→ **Extrait choisi**:
··········

Le dernier geste de Dominique Venner

Mardi à 16h00, Dominique Venner s’est suicidé, à Notre Dame, devant l’autel d’une balle dans la bouche. Comment comprendre ce geste ? Quels en sont les motifs ? Une lettre a été laissée sur l’autel, il nous dira ce qu’il veut nous dire de son acte.

J’ai eu l’occasion, voilà déjà une quinzaine d’années, de rencontrer Dominique Venner, de discuter avec lui, d’essayer de comprendre l’antichristianisme militant de cet historien qui était à la fois si froid et si passionné, si précis dans ses analyses et si lyrique dans ses perspectives, sans que le lyrisme ne nuise à l’analyse ni l’analyse au lyrisme. Dominique Venner avait une grande âme, “un cœur rebelle”. C’est ce qui m’avait fait éprouver pour lui, alors que nous étions aux antipodes l’un de l’autre, une véritable sympathie. Il m’avait d’ailleurs dédicacé son ouvrage autobiographique Le coeur rebelle : “À l’abbé de Tanoüarn qui n’est pas un cœur soumis”. Cette formule, je l’ai longtemps méditée. Je crois que c’est en cela que nous avons été en compréhension l’un de l’autre, lui et moi, dans le refus de toutes les formes de soumission. Se soumettre c’est subir, subir c’est renoncer à agir, renoncer à agir c’est accepter de ne pas servir, de ne servir à rien, de se laisser happer par le grand Néant de tous les À-quoi-bonismes, contre lequel Dominique s’est élevé toute sa vie. Contre lequel pourrait-on dire, il a tenté d’élever sa vie et son œuvre.

··········

→ **Liste des tâches**:
A. Comptez les lignes des enregistrements qui contiennent la chaîne « wall », en tenant compte de la casse, et donnez uniquement ce nombre.
B. Poursuivez, s'il vous plaît, le texte sur Dominique Venner à partir de sa dernière phrase.
Le texte sur Dominique Venner et les enregistrements sont deux matériaux indépendants.

··········

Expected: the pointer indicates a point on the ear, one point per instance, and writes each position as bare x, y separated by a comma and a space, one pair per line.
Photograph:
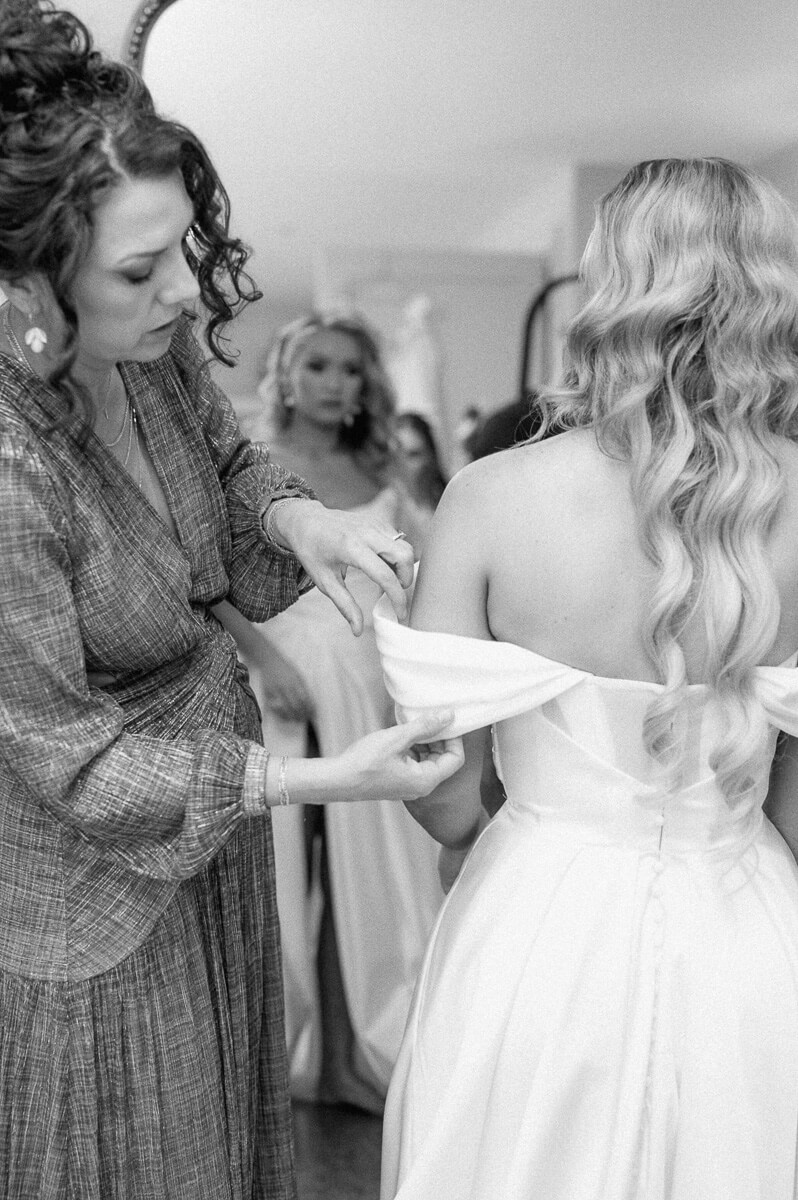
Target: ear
28, 294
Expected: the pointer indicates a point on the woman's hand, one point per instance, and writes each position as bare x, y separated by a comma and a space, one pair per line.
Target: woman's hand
329, 541
389, 765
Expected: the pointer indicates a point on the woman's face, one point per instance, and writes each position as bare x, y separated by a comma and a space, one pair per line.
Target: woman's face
413, 449
135, 282
325, 378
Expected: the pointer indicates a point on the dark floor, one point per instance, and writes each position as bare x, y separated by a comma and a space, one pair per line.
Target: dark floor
337, 1152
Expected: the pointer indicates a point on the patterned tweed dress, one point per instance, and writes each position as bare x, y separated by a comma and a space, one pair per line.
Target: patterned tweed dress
142, 1047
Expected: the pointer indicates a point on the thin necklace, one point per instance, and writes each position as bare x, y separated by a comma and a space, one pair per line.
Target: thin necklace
130, 426
138, 447
130, 420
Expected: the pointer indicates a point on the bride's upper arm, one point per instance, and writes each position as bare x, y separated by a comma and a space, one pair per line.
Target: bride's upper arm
451, 588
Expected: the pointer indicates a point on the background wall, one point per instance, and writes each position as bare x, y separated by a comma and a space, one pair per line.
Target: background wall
389, 153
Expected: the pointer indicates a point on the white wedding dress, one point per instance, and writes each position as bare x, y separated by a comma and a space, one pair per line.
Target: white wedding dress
609, 1003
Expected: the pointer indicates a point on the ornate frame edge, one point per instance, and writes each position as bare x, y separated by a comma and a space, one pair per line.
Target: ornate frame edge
141, 28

··········

→ **Corrigé des exercices**:
A. 2

B.
Son dernier post, sur son blog, appelant à manifester le 26 mai contre le mariage homosexuel, mêle la crainte d’une islamisation de la France à ce signe de décadence morale qu’est le mariage des homosexuels. “Ce ne sont pas de petites manifestations de rue” qui pourront changer quelque chose à cette formidable conjuration “du pire et des pires” que présente la vie politique française en ce moment. On devine une forme de désespoir politique, vraiment poignant chez cet homme de 78 ans, dont on pourrait penser qu’il en a vu bien d’autres, depuis les combats de l’Algérie française, les appels à la résistance d’Europe jeunesse, jusqu’à maintenant. Mais le désespoir n’est pas l’explication ultime de ce dernier geste.

“Je crois que ce suicide-avertissement, que Dominique a voulu comme une sorte d’analogie frappante avec le suicide de notre civilisation, était aussi, pour lui, la seule manière qu’il ait trouvé de passer par l’Église une dernière fois sans se renier.”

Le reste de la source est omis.